Exercise goal:
Gather each line in the entries that includes the string "target".

(Segmentation mask data)
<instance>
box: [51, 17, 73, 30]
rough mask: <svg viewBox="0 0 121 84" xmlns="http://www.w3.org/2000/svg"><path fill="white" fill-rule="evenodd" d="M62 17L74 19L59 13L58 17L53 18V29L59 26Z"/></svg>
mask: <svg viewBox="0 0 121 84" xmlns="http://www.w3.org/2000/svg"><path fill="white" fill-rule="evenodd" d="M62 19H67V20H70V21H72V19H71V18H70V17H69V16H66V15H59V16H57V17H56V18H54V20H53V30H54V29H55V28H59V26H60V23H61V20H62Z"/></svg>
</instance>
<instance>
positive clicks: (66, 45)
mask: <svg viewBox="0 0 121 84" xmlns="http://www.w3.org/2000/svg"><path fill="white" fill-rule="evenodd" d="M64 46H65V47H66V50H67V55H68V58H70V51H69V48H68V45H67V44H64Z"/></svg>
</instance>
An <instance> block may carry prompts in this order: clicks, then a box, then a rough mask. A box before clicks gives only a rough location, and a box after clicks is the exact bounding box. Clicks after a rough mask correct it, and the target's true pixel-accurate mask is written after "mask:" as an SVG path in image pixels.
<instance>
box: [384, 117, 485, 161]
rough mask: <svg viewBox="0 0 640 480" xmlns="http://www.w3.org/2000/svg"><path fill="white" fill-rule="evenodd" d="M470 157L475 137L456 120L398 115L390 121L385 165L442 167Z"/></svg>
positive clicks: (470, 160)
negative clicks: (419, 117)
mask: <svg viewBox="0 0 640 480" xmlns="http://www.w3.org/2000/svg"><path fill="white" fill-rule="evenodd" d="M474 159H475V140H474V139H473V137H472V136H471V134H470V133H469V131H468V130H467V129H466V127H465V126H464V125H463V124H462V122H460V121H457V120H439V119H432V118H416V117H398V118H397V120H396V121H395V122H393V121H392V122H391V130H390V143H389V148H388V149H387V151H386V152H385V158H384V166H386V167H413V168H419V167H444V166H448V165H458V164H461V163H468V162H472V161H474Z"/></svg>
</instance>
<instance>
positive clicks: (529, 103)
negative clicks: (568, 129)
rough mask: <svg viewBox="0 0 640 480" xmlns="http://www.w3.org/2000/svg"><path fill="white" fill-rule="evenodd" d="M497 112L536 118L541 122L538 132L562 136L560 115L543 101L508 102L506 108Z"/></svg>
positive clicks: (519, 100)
--
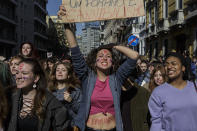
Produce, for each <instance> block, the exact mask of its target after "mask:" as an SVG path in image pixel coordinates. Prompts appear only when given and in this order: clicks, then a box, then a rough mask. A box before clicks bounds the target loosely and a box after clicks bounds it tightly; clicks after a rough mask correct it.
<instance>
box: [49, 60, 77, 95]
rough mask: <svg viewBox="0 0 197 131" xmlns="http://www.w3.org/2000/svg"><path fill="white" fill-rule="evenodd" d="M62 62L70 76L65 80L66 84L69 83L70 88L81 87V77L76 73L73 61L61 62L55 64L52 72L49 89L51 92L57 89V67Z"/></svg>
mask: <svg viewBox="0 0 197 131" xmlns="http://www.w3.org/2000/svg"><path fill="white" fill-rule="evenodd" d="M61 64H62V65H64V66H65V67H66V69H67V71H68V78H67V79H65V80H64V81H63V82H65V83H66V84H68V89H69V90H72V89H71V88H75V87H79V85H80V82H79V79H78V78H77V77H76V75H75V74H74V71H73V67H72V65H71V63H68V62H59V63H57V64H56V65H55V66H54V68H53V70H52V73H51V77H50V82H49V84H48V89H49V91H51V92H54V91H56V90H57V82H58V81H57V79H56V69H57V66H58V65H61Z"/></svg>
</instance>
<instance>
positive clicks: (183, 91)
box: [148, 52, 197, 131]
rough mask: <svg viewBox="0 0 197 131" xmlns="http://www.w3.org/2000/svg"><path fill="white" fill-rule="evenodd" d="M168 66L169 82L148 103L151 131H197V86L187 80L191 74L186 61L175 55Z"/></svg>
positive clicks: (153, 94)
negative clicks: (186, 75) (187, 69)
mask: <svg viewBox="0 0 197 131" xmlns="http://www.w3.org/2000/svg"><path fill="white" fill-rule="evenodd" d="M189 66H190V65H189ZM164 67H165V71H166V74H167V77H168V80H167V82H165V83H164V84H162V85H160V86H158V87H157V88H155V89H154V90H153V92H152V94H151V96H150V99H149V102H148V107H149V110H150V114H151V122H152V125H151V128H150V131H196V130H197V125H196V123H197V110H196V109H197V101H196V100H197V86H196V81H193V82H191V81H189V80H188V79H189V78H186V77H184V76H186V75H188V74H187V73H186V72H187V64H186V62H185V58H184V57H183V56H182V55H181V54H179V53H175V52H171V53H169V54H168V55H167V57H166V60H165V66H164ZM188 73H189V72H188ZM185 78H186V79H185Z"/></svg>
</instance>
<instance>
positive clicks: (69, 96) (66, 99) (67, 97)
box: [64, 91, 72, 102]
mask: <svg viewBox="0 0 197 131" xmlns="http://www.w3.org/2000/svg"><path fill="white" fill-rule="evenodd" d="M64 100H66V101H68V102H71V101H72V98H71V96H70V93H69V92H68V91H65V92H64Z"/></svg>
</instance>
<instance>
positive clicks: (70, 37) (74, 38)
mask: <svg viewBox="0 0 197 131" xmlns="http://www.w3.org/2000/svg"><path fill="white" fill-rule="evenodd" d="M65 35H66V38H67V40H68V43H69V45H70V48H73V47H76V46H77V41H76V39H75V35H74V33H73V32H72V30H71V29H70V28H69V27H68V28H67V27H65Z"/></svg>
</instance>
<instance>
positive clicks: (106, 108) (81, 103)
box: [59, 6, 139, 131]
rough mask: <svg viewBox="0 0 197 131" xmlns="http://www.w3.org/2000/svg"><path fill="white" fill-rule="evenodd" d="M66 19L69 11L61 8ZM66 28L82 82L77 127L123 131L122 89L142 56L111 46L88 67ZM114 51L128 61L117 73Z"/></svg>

Solution to the problem:
An <instance> block may carry prompts in this order: clicks, then a box, then a rough mask. A box before clicks gives only a rough location, and a box after clicks is the exact bounding box. Clicks after a rough mask correct it, and the target's true pixel-accurate mask is written after "mask:" as an SVG path in image pixels.
Produce, for each <instance> block, the exact mask of its target after "mask:" as an SVG path in image pixel coordinates. Prompts appear only when given and in this order: clicks, then a box, then a rough mask. A box before clicks bounds the target loosely and a box after clicks bounds it tightly; clicks after a rough mask correct it.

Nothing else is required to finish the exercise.